● **Given information**
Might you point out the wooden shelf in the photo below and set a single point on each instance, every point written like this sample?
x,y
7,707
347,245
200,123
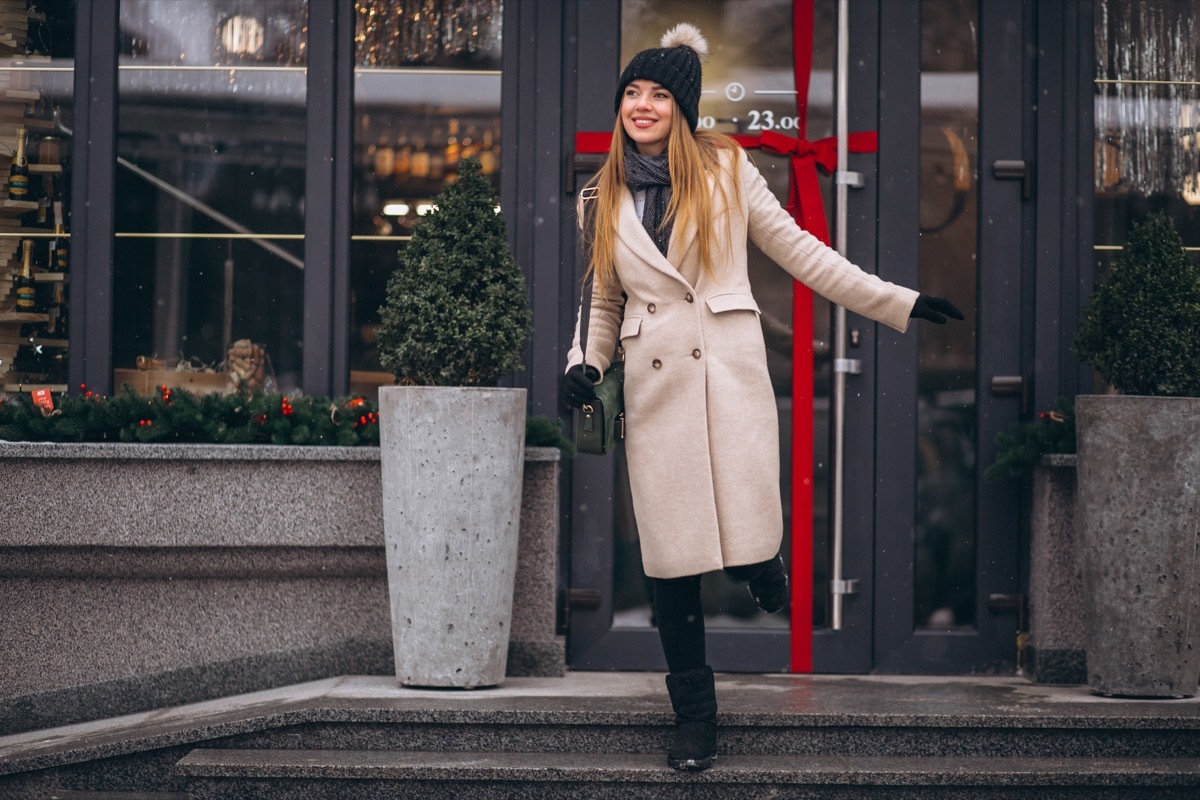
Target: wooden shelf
x,y
23,341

● **What you should do**
Copy the listing above line for line, omitting the pictures.

● **Output for this task**
Might you point out the wooden shelf in the photo below and set a single point on each instance, every point written like this sample?
x,y
7,707
347,245
200,123
Target: wooden shelf
x,y
23,341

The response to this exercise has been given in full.